- **Task objective**:
The answer must consist of every line from the data that holds the string "below".

Saved entries

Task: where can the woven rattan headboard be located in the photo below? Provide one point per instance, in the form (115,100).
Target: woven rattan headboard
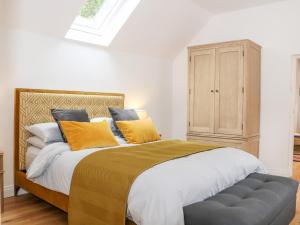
(33,106)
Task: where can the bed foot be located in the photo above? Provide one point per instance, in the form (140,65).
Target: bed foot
(16,190)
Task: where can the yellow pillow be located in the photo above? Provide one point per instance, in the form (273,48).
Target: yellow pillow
(82,135)
(138,131)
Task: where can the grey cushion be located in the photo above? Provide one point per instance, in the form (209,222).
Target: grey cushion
(257,200)
(69,115)
(122,115)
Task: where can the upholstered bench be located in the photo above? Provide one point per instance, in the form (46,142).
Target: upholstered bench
(257,200)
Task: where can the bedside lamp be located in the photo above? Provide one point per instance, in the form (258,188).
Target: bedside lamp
(142,114)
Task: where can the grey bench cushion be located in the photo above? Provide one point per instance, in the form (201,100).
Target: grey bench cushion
(257,200)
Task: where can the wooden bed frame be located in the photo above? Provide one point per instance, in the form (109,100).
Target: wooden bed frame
(56,199)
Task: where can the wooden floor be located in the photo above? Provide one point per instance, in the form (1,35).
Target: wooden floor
(28,210)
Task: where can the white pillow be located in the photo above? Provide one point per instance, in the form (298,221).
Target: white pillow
(47,132)
(37,142)
(31,154)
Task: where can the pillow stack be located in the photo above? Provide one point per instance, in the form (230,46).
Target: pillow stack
(44,134)
(75,128)
(134,130)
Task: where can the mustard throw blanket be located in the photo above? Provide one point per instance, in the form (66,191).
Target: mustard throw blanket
(101,181)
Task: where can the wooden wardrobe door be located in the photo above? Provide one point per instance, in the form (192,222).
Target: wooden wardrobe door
(202,77)
(229,90)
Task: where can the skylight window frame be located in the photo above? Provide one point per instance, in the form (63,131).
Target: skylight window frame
(101,31)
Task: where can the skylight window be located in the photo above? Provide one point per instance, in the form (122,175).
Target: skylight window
(99,21)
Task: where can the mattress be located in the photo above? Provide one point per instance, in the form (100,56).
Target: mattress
(159,194)
(31,154)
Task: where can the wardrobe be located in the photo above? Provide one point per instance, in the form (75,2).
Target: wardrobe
(224,94)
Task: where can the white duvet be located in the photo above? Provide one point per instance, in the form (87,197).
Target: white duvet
(158,195)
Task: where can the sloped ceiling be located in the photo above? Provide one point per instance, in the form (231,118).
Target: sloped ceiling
(221,6)
(161,27)
(156,28)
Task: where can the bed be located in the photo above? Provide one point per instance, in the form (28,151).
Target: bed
(33,106)
(227,165)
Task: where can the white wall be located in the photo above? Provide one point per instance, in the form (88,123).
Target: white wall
(275,27)
(30,60)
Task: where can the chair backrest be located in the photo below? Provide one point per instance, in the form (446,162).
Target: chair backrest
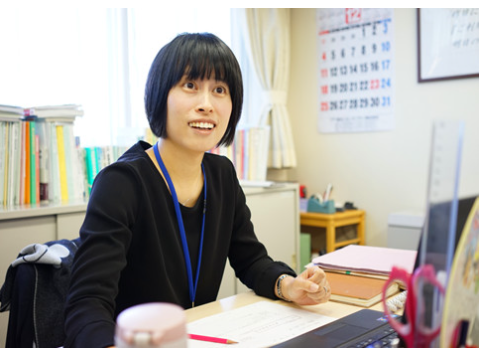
(34,292)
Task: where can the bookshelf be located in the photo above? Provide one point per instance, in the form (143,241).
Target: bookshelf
(275,215)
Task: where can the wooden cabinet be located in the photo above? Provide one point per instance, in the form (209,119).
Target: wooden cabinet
(275,214)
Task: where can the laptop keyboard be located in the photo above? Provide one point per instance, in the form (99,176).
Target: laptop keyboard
(383,337)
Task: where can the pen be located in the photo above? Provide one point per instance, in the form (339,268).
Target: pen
(210,339)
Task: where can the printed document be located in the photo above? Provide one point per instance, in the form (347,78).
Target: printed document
(261,324)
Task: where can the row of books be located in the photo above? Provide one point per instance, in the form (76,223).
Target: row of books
(39,162)
(38,154)
(43,162)
(57,113)
(96,158)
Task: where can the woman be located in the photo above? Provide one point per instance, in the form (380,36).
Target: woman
(162,221)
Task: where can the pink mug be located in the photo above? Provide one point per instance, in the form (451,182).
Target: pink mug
(151,325)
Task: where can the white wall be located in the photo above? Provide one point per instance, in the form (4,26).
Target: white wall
(381,172)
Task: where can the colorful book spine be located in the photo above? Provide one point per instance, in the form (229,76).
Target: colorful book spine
(61,164)
(22,165)
(28,175)
(37,170)
(33,167)
(7,155)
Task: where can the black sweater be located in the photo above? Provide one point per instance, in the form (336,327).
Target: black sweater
(131,251)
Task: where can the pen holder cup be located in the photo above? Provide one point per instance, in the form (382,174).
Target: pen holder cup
(314,206)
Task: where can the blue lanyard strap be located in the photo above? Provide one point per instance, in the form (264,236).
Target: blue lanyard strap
(192,285)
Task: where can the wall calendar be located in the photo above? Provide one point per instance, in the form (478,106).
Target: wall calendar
(356,70)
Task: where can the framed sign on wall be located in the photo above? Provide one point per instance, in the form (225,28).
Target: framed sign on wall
(448,43)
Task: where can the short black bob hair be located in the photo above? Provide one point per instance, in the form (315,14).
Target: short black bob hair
(197,55)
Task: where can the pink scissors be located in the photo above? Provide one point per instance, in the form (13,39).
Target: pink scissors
(414,332)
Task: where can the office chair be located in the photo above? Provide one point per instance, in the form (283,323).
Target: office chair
(34,292)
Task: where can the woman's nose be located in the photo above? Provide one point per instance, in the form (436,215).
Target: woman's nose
(205,102)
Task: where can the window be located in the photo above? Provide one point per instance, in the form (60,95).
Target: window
(95,57)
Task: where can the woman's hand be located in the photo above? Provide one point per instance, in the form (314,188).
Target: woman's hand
(308,288)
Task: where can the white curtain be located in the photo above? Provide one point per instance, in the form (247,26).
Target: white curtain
(267,40)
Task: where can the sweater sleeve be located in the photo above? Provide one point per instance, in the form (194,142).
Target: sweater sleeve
(248,256)
(96,269)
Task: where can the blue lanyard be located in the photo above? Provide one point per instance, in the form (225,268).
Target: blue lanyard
(192,285)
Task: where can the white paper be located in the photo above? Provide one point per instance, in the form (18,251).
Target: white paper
(261,324)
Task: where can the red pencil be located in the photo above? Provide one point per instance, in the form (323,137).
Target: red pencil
(210,339)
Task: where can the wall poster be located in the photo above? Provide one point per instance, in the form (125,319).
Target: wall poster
(356,70)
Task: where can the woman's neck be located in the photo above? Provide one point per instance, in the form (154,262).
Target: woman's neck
(181,164)
(185,171)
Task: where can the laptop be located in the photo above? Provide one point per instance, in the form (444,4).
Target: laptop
(365,328)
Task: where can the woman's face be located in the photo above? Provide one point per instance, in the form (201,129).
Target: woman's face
(198,113)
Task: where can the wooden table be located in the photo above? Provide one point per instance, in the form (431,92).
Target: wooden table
(331,221)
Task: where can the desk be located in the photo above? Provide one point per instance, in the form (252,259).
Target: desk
(216,310)
(331,221)
(330,309)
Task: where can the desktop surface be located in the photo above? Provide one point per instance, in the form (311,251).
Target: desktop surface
(224,308)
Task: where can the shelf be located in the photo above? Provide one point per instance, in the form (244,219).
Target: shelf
(36,210)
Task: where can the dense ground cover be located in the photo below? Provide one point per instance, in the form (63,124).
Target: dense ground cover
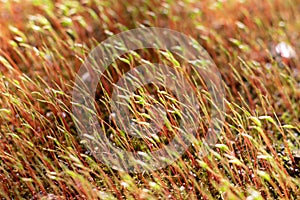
(255,45)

- **Task result**:
Task: where can the woven rattan headboard be located in the photo below? Provide one point per instance, in the form (115,100).
Task: where can the chair backrest be located in the photo below? Provide one point per instance, in the form (446,162).
Task: where can the dense ground cover be located in the photo below? Provide one point per instance, in the form (63,124).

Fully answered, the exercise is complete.